§ OBJECTIVE
Show every line of the items below that contains the word "side", copying each one in full.

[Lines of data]

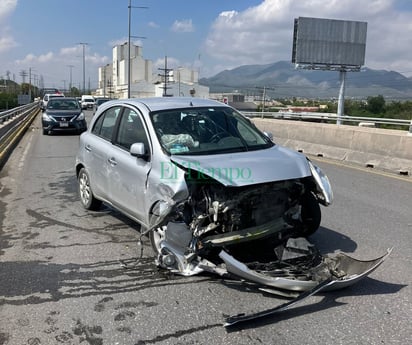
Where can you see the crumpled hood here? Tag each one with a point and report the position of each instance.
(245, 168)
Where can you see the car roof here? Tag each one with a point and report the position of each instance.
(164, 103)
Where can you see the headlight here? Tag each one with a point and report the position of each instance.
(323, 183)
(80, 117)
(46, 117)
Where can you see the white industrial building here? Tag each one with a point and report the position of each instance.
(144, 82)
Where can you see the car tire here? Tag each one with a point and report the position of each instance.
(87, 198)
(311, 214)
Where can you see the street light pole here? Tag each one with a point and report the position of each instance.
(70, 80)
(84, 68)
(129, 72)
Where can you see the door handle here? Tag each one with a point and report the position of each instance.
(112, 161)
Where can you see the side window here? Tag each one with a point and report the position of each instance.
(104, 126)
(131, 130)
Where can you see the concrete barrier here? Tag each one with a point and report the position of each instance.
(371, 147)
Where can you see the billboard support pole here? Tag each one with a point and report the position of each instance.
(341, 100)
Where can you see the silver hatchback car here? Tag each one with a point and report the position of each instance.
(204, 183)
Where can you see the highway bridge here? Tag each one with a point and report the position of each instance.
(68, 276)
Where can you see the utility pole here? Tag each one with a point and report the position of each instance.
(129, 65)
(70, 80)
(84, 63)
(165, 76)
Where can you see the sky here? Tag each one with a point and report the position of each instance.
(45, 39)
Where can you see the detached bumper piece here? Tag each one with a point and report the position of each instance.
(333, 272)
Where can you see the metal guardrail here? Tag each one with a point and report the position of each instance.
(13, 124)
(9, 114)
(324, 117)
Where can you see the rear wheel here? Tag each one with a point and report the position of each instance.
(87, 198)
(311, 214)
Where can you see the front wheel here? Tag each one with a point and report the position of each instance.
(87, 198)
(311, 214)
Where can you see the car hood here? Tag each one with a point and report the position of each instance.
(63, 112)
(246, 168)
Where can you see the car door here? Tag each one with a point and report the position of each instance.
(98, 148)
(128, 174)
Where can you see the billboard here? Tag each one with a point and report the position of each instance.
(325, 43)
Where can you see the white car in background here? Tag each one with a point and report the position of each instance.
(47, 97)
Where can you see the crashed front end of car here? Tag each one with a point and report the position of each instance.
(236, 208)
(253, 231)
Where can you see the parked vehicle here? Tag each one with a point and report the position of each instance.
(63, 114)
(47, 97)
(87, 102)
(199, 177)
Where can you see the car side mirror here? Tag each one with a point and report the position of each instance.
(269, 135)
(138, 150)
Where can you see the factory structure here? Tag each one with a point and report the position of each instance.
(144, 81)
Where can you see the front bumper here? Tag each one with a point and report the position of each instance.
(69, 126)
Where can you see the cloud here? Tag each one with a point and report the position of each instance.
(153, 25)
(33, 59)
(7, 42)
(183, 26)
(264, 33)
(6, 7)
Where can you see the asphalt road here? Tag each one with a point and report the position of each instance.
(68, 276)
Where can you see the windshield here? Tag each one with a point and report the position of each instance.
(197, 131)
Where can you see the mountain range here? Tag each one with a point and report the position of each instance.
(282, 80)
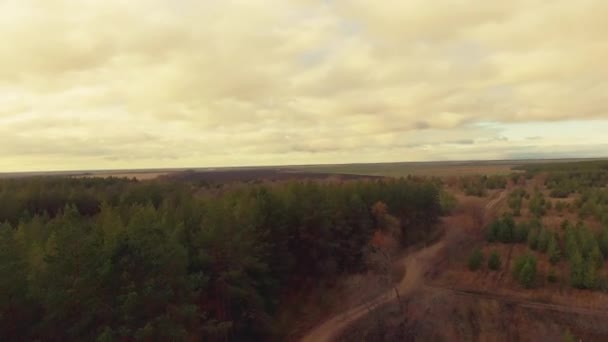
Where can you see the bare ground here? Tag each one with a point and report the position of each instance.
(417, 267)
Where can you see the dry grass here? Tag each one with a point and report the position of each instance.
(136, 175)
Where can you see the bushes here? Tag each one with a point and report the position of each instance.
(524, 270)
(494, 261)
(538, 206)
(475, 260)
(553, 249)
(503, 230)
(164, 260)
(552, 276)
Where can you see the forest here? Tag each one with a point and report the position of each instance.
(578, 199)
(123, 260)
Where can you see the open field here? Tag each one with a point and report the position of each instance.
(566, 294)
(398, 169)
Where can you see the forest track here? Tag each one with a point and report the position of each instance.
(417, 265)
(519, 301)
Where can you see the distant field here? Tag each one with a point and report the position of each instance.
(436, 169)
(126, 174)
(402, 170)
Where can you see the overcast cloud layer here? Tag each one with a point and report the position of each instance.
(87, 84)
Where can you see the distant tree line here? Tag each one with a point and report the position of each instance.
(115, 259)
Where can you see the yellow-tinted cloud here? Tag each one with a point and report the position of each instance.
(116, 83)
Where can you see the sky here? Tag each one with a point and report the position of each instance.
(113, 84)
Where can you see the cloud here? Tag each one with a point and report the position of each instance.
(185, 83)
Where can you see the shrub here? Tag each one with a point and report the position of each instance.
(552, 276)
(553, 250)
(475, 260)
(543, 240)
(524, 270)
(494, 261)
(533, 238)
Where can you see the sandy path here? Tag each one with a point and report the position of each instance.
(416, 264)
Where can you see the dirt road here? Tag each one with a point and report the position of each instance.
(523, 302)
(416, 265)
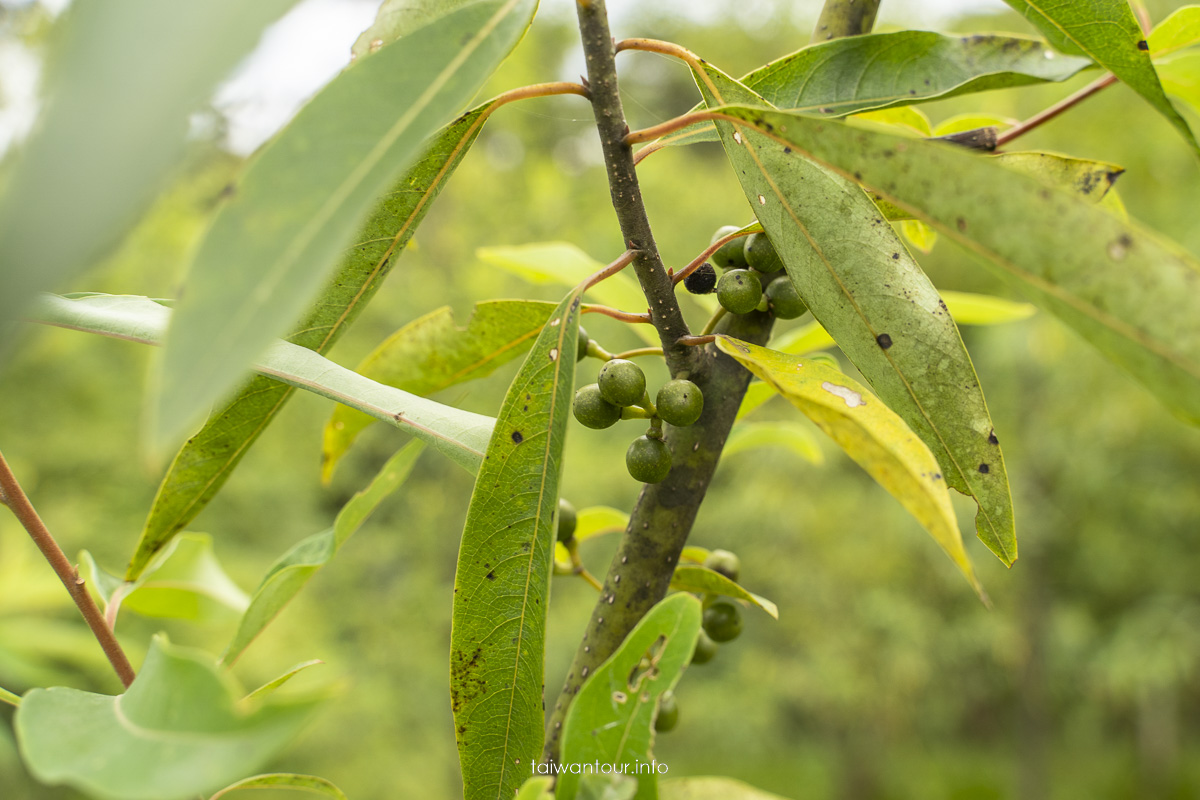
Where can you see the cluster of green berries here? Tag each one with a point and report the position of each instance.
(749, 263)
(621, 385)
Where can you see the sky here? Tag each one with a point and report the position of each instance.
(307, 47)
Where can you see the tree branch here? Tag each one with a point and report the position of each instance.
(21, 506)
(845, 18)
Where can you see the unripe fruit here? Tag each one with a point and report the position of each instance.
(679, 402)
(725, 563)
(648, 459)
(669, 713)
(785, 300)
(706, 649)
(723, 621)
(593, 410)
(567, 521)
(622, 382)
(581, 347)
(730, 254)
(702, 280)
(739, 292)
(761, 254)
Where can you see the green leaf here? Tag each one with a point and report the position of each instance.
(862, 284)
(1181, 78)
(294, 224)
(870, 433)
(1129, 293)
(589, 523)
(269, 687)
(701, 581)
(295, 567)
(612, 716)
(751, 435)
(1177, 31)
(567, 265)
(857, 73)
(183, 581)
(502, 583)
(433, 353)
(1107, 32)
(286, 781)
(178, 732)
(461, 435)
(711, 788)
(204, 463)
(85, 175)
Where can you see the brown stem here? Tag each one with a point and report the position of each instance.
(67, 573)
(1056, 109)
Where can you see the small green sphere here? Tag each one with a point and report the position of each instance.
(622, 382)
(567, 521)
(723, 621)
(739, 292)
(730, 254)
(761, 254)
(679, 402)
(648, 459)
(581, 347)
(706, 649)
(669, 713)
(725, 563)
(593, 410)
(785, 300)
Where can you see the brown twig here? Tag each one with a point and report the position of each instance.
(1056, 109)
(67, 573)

==

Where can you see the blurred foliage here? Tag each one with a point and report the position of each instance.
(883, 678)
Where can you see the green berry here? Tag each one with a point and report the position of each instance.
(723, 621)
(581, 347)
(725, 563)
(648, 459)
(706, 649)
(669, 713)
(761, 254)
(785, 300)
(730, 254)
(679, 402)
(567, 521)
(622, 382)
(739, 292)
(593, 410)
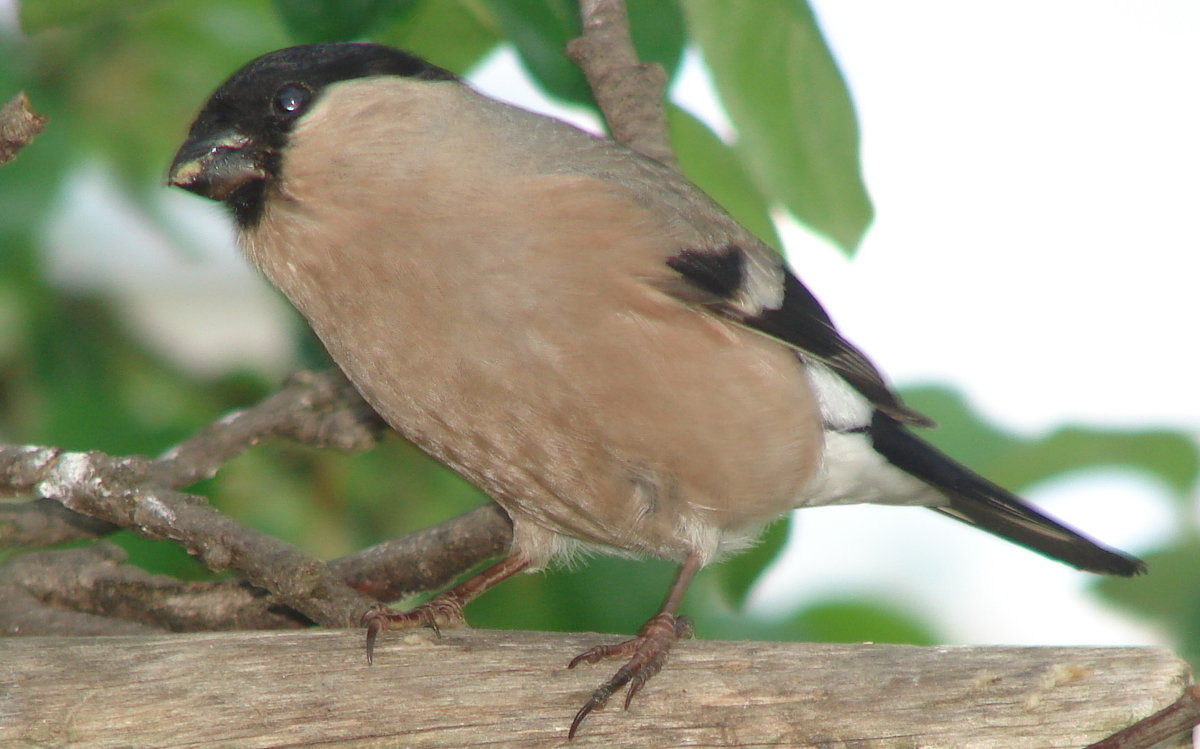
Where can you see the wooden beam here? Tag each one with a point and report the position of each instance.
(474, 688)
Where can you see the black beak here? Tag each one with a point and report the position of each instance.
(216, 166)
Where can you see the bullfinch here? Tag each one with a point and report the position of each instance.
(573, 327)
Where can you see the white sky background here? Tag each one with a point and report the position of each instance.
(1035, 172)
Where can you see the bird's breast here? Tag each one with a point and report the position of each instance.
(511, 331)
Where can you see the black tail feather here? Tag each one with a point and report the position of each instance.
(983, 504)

§ REPLY TO THE EXERCISE
Where can you see the side window here? Tag each one with a point and report the position of each instance.
Where can you see the car side mirror here? Tag each one with a point and report the position of each instance.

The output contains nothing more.